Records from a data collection
=======
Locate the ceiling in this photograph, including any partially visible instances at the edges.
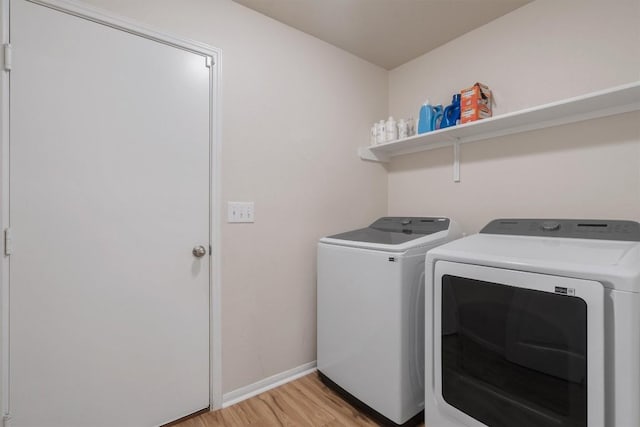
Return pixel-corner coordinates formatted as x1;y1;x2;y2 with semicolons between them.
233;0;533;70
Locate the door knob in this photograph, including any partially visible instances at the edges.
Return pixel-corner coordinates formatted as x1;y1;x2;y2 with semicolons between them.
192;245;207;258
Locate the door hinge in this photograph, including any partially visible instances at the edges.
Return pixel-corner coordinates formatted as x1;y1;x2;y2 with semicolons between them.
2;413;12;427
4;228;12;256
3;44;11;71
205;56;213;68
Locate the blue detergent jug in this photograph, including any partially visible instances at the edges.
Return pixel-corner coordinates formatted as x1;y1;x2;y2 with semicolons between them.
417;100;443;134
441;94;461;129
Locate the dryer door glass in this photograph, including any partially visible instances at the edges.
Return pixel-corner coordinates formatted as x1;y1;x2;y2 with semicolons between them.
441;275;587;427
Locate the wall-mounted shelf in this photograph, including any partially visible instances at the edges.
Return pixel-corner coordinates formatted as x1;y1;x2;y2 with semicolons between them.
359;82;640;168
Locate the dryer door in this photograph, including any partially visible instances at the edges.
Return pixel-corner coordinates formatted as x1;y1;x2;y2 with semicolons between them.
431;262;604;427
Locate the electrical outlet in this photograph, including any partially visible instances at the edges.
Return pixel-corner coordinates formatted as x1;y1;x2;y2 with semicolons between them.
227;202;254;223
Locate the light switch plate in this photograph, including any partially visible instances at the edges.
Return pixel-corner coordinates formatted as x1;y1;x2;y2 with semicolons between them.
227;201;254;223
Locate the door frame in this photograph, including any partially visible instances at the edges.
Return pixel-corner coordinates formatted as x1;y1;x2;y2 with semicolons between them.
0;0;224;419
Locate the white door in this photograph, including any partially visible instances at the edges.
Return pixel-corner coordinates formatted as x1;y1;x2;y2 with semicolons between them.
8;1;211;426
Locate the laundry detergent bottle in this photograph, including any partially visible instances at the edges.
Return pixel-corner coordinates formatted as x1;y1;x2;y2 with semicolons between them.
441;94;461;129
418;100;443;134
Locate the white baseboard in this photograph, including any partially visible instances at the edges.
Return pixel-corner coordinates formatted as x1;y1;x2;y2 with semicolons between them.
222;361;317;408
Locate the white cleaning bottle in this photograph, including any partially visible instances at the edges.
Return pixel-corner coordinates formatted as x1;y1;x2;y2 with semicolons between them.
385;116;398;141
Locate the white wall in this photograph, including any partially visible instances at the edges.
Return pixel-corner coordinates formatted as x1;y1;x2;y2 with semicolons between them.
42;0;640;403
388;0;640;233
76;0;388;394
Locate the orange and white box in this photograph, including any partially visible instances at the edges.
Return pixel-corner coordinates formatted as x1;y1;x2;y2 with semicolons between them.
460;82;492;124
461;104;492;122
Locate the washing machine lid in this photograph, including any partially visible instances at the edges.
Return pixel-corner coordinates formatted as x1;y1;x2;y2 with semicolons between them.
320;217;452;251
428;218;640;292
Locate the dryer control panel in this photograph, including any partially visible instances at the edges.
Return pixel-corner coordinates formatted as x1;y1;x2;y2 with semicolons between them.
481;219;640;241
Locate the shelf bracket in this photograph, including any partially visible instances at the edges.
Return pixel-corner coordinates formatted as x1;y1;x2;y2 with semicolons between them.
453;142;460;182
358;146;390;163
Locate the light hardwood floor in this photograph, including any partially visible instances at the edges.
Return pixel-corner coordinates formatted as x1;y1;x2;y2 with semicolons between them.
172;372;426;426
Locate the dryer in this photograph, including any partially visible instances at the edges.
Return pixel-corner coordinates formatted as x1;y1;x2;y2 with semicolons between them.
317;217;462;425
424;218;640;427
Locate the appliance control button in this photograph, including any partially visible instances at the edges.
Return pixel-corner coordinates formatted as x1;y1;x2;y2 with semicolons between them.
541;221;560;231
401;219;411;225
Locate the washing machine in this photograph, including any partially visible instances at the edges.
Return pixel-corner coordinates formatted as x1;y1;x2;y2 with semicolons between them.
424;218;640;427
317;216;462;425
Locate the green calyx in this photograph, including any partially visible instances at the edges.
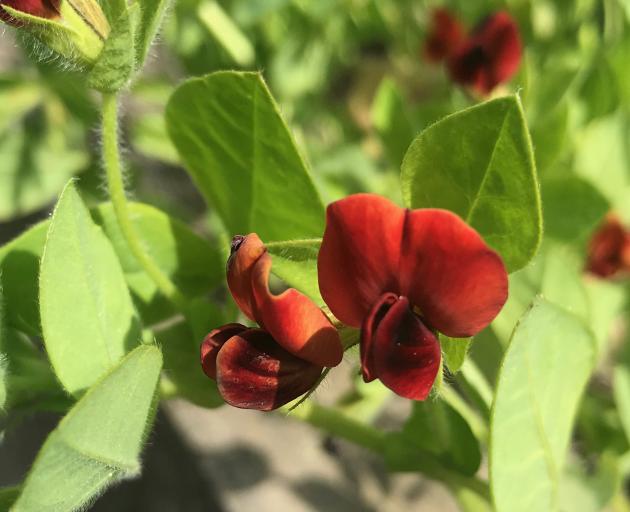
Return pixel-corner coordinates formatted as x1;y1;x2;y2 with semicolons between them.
=======
TASK TO COMPLETE: Only the text of the records above, copied exactly, should be returned; the pictures stay out.

COMPLETED TASK:
Locate the ceiling in this photograph, including any partially visible instances at the edges.
Return pixel-corner coordinates formatted as x1;y1;x2;y2 with semicolons between them.
233;0;533;70
Locate the door knob in this photograph, including any partially visible instances at the edges.
Return pixel-corner coordinates formatted as x1;y1;x2;y2 with semicolons between them.
192;245;207;258
Locate the door hinge in this photograph, including any partially visible instances at the edges.
Return pixel-corner coordinates formatted as x1;y1;x2;y2 with semicolons between them.
2;413;12;427
4;228;12;256
3;44;11;71
205;56;213;68
Locate the blue detergent jug in this photograph, including any partially visible instances at the edges.
Return pixel-corner coordinates formatted as x1;y1;x2;y2 with semicolons between them.
417;100;443;134
441;94;461;129
Locate the dryer door glass in this photograph, including any partially visible instances at the edges.
Return pixel-corner coordinates formatted as x1;y1;x2;y2 with semicolons between them.
441;275;587;427
Locate the wall-mounted shelf in this photograph, including any partially visible instances at the edges.
Return pixel-corner coordinates formatted as x1;y1;x2;y2 with semicolons between them.
359;82;640;168
Locate the dryer door in this photograph, including any partially visible instances at the edges.
Return pixel-corner coordinates formatted as x1;y1;x2;y2 with semicolons between them.
431;262;604;427
Locate the electrical outlet in this photograph, including any partially visible instances at the edges.
Return pixel-corner coordinates formatted as x1;y1;x2;y2 with semicolons between them.
227;202;254;223
Locate the light switch plate in this photograph, including any partially visible instances at the edges.
Return pixel-corner coordinates formatted as x1;y1;x2;y2 with semicolons between them.
227;201;254;223
Locate the door frame in this photograph, including any partially visible instances at the edges.
Return pixel-corner coordinates formatted as x1;y1;x2;y2 with semicolons between them.
0;0;224;419
Locate the white door in this photograph, including any partially visible instances at the edges.
Return pixel-corner coordinates formatted as x1;y1;x2;y2 with semicolons between them.
8;1;211;426
Locate the laundry detergent bottle in this photograph, including any partially visible instances at the edges.
Return pixel-corner coordinates formatted as x1;y1;x2;y2 with semicolons between them.
441;94;461;129
418;100;443;134
Locate the white baseboard in this photograph, including any partially visible instances at the edges.
Return pixel-corner coordinates formatted as x1;y1;x2;y2 with semicolons between them.
222;361;317;408
Locate the white cleaning bottle in this photograph, including any partially visible instances at the edges.
Return pixel-corner coordinates formatted as x1;y1;x2;y2 with semicolons between them.
385;116;398;141
Locate the white wall in this photograph, including any partially visible instances at the edges.
Return pixel-corner coordinates formatted as x1;y1;x2;y2 with semicolons between them.
42;0;640;403
388;0;640;233
76;0;388;394
Locate the orange and white box in this photograph, including any partially visible instances at the edges.
Return pixel-corner coordinates formatted as x1;y1;x2;y2 with semicolons between them.
460;82;492;124
461;104;492;122
Locate the washing machine lid in this photograph, including any partially visible instances at the edges.
Return pixel-corner coordinates formatted as x1;y1;x2;y2 with semicolons between them.
320;217;452;251
428;218;640;292
Locate the dryer control panel in this photograph, including any partially visible instances at the edges.
Return pixel-corner coordinates formatted as x1;y1;x2;y2 with semicolons between them.
481;219;640;241
Locate the shelf bracket in this photograph, including any partially visible instances at the edges.
Return pixel-corner coordinates formatted as x1;y1;x2;y2 with semicolons between them.
453;142;460;182
358;146;390;163
Locate the light hardwood floor in this photograph, including any partially visible instances at the edges.
Return pixel-corner coordinates formatted as x1;y1;x2;y2 with semicolons between them.
172;372;426;426
Locate the dryer in this photograph, including any partially visible instances at the edges.
Return pixel-corner coordinates formatted as x1;y1;x2;y2 with semicolons between them.
317;217;462;425
424;218;640;427
Locate the appliance control button in this photograph, including any partially visible instances at the edges.
Return pixel-corner coordinates formatted as x1;y1;x2;y2 with semicolons between them.
541;221;560;231
401;219;411;225
Locate the washing machine in this photograph, including any partially visible instances at the edges.
Return pixel-corner coordinates formatted as x1;y1;x2;y2 with semicolons between them.
424;218;640;427
317;216;462;425
Locate the green calyx in this photograph, including any partially visible instances at the edges.
Return pixel-corner coordinates formatted as x1;y1;x2;y2 with semicolons between them.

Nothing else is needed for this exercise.